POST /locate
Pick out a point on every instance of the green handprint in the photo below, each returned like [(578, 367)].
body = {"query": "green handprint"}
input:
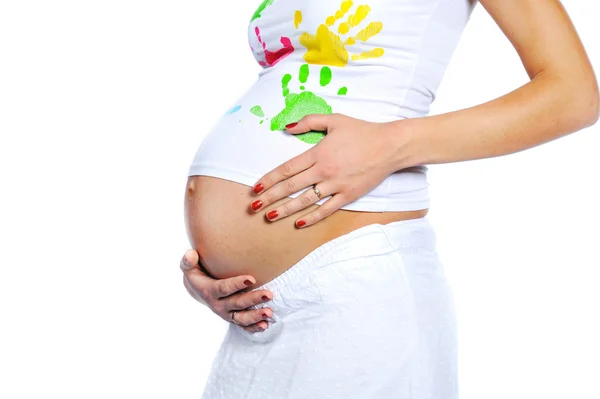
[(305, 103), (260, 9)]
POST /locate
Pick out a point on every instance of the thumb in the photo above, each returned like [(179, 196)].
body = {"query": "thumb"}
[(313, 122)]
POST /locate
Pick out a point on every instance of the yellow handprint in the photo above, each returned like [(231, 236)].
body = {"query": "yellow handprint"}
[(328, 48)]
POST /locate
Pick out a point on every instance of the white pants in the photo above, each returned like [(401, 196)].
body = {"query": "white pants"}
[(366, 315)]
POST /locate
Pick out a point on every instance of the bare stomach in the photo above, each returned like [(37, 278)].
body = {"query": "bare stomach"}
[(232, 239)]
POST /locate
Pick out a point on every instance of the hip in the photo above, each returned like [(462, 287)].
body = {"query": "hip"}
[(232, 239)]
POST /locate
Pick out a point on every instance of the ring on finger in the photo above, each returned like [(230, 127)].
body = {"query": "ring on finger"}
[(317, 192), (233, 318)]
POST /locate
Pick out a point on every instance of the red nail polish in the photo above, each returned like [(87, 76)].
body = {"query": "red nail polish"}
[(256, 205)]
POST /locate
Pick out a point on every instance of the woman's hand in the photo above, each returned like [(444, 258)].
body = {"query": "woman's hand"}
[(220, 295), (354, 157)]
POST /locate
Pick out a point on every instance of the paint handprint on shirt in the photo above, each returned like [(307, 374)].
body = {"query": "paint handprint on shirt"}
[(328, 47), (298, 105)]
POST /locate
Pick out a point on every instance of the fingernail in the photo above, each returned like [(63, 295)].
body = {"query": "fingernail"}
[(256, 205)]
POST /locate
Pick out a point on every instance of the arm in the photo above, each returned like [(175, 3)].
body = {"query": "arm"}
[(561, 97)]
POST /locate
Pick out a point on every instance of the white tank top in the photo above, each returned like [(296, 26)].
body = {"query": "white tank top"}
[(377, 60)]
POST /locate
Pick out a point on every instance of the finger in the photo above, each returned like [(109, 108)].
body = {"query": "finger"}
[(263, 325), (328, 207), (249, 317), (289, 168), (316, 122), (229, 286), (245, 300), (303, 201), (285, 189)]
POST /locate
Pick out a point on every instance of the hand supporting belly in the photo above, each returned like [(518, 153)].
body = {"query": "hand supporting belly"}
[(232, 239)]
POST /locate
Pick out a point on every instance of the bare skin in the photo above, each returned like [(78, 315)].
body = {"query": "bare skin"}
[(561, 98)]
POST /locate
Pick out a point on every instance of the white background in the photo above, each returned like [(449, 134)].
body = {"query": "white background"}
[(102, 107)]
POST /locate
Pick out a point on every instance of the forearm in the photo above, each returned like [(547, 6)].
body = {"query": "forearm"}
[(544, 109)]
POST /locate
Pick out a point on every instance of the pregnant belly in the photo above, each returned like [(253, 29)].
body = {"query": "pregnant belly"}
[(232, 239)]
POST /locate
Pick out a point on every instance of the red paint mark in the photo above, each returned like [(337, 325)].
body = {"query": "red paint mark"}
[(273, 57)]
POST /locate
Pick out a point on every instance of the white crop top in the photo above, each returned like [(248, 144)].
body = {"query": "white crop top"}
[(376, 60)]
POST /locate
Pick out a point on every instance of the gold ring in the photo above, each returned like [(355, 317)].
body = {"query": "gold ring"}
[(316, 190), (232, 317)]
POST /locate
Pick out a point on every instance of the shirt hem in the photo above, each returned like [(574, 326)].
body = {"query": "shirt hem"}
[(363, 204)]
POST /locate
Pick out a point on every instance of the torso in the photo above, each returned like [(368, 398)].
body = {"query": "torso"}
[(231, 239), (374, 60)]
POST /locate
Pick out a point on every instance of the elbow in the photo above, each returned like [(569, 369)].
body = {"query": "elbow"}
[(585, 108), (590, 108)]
:::::
* Challenge: Reproduce the data above line for line, with no changes, and omit the picture from your output.

* Reply:
POST /locate
Pick out a point on every instance of the green handprint in the photo below, each returned like [(578, 367)].
body = {"query": "green handprint"}
input:
[(305, 103), (260, 9)]
POST /locate
Pick out a point on every instance of the thumb in the photo above, each returned like [(179, 196)].
body = {"query": "thumb"}
[(313, 122)]
POST /locate
Pick out a point on every instance of the yellow handprint in the photo above, each returned like [(231, 236)].
body = {"query": "yellow handprint"}
[(328, 48)]
POST /locate
Pick out a point on every instance of the white pants in the photo above, each returned like [(401, 196)].
body = {"query": "white pants"}
[(366, 315)]
POST /locate
Pick out a point on every instance of the bare stomach in the photo above, each returned like [(37, 278)].
body = {"query": "bare stomach"}
[(232, 239)]
POST /locate
Pick out a point on every instance of the hip in the photo above, each returned like [(462, 287)].
body = {"query": "hip"}
[(232, 239)]
POST /locate
Pick out a point on every instance of the ring on finger in the photo above, each returned like [(230, 127)].
body = {"query": "ring on finger"}
[(317, 192), (233, 318)]
POST /locate
Pick out a point on every instance of the red nail polish in the photo above, each returned like [(87, 76)].
body = {"query": "red nail polish"}
[(256, 205)]
POST /locate
Pick out a point on every instance of the woman's hand in the photo above, each returned like [(444, 258)].
body = {"query": "woman's hand"}
[(220, 295), (354, 157)]
POST /locate
Pick out a point on every instance of the paint handprint on shirt in the photo above, each returned like [(307, 374)].
body = {"query": "paint handprint on shirt"}
[(328, 47), (298, 105)]
POST /locate
Pick out a point on every instance of the fingernail in the photo above, each returned like [(63, 295)].
body = {"query": "fingernail"}
[(256, 205)]
POST /locate
Pick out a point on every instance of the arm in the photo above, each returned like [(175, 3)].
body = {"query": "arm"}
[(561, 97)]
POST /locate
Pick out a point on every instance of the white tank top in the photo above, each returned like [(296, 26)].
body = {"query": "white tank top"}
[(377, 60)]
POST /locate
Pick out a point on every instance of the finger in the photo above, each returned like [(109, 108)].
body = {"query": "finger"}
[(263, 325), (328, 207), (249, 317), (289, 168), (316, 122), (229, 286), (245, 300), (303, 201), (285, 189)]
POST /locate
Pick out a point on every instance of the hand supporting belly in the photo above, each returned like [(518, 153)].
body = {"query": "hand supporting belly"}
[(232, 239)]
POST /locate
Pick out a point on every instance of the bare skin in the photo above, each returned like [(78, 315)].
body = {"query": "bare skin"}
[(561, 98)]
POST /locate
Pick out a point on every instance of the white background in the photo above, each returned like [(449, 134)].
body = {"query": "white background"}
[(102, 107)]
POST /locate
Pick out a point on every instance of the forearm in the photo above, each returned like [(547, 6)].
body = {"query": "forearm"}
[(544, 109)]
POST /locate
Pick out a point on every instance of the pregnant belly in the photo above, each returned like [(253, 29)].
body = {"query": "pregnant belly"}
[(232, 239)]
POST /locate
Pick out a point on every instance of the red paint mark in the photo above, each returned like [(337, 325)].
body = {"query": "red paint mark"}
[(273, 57)]
POST /locate
Pick out a point on every instance of the white crop top in the photo above, each returned like [(248, 144)].
body = {"query": "white crop top"}
[(376, 60)]
POST /locate
Pick out a point on every instance of the gold ring in the photo above, each returned like [(355, 317)].
body = {"query": "gold ring"}
[(316, 190), (232, 317)]
POST /locate
Pick out a point on every instance of the shirt hem in the photo above, each returned like [(574, 326)].
body = {"query": "shirt hem"}
[(363, 204)]
POST /locate
Pick out a point on every instance of the torso in the photo above, each returned like [(368, 398)].
body = {"query": "torso"}
[(231, 239), (374, 60)]
POST /locate
Pick out a point on every instance of the elbow in the photo above, each returned like [(569, 369)].
body = {"query": "elbow"}
[(585, 108), (590, 108)]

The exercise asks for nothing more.